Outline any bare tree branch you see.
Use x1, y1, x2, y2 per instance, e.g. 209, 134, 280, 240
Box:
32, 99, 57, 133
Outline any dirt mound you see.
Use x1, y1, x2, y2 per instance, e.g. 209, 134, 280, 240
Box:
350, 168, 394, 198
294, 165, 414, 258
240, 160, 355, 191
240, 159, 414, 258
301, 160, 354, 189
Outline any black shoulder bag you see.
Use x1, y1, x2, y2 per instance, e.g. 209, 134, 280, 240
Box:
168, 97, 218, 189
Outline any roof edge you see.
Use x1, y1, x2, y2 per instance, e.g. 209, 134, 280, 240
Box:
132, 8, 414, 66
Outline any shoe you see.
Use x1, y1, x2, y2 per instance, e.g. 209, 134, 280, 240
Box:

★ ★ ★ ★

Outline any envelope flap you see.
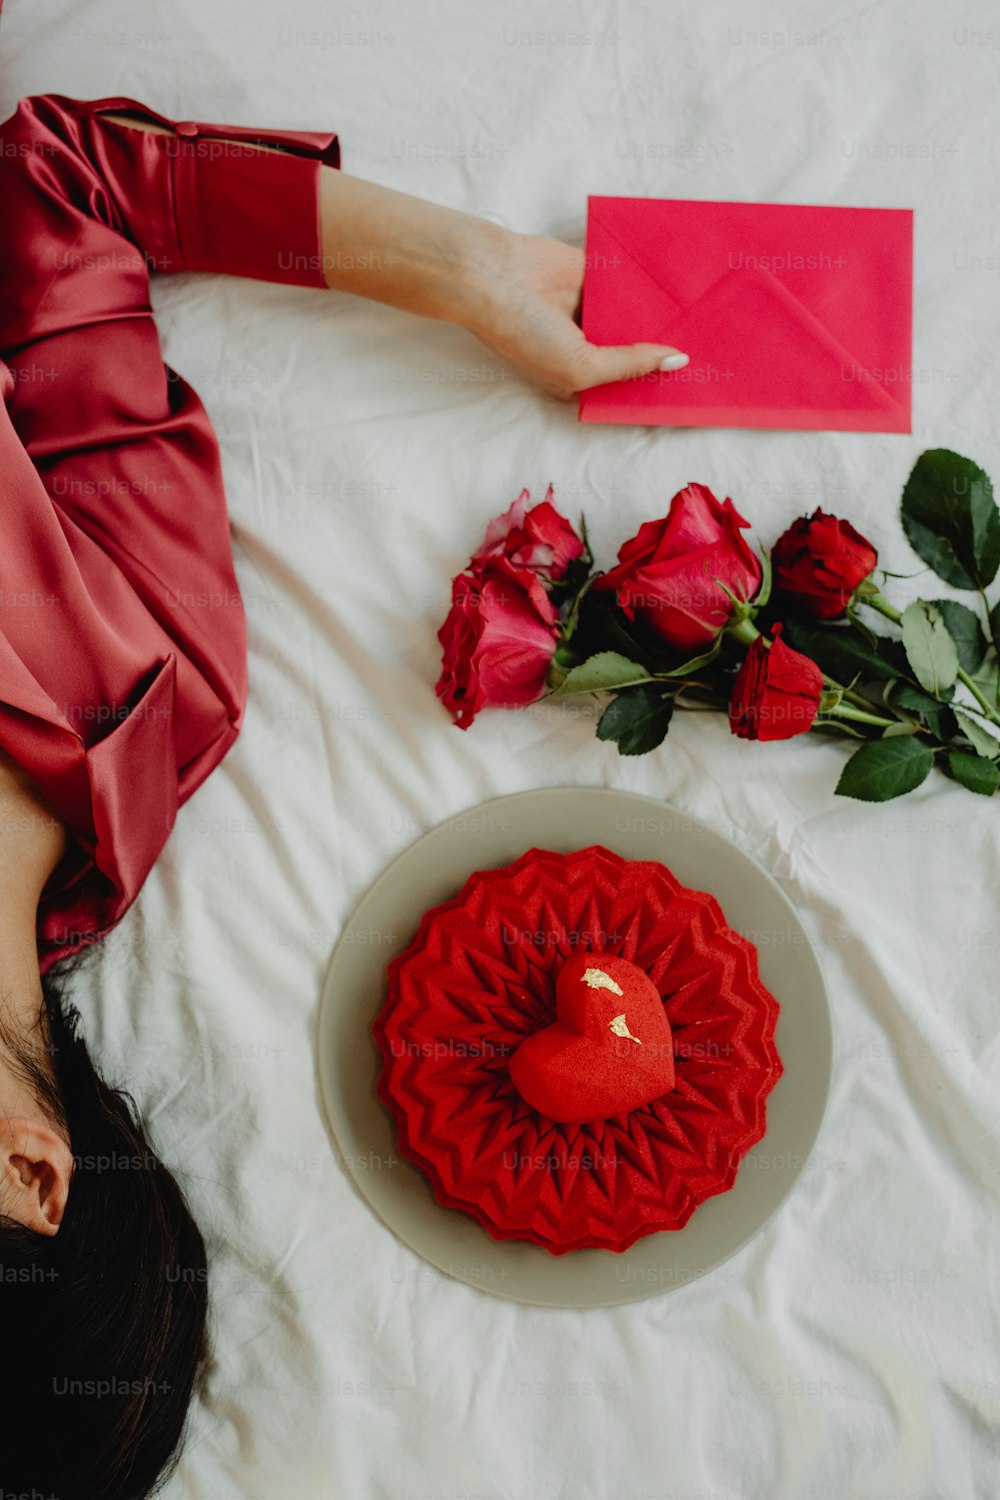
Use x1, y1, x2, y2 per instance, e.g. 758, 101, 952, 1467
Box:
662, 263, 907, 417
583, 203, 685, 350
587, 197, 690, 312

★ ★ ★ ★

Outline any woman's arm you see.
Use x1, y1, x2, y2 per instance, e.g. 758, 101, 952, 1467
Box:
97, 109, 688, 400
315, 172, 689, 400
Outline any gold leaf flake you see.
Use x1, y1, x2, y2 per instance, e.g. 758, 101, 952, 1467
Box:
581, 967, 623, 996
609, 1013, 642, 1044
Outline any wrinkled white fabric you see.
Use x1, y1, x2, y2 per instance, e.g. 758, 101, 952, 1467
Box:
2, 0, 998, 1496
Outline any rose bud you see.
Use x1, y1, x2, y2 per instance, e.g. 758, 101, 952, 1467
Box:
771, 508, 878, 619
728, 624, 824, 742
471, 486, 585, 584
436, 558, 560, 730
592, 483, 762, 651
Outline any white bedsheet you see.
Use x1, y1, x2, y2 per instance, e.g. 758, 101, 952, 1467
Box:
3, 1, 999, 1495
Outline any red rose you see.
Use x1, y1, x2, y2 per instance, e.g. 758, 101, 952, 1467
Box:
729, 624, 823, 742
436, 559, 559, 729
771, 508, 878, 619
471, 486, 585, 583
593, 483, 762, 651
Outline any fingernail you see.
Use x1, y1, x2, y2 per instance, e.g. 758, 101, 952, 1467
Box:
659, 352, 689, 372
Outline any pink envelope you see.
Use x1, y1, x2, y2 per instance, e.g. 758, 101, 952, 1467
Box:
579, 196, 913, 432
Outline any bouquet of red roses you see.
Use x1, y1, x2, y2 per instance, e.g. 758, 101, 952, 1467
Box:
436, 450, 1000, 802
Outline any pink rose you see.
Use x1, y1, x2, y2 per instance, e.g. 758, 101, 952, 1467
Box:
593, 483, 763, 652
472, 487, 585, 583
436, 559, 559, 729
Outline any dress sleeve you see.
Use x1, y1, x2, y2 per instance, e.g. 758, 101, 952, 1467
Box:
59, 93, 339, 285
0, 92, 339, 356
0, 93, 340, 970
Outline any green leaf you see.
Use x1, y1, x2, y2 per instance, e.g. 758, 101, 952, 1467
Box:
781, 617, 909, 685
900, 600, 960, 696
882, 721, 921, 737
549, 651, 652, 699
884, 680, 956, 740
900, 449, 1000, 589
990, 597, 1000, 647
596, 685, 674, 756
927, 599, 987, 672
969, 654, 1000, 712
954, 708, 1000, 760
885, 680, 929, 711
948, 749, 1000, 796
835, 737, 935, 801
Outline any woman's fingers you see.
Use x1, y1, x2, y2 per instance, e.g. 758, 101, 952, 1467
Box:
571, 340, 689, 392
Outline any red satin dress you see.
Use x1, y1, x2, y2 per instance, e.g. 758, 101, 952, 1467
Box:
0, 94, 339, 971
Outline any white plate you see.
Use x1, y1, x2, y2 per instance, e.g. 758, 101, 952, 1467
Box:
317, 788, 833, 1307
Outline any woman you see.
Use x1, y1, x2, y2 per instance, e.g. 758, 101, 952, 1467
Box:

★ ★ ★ ★

WHAT IS NEEDED
The required output is every line above that contains the string "leaf".

SOLUTION TO THE EXERCISE
Outline any gold leaf flake you see.
Outline any green leaf you see.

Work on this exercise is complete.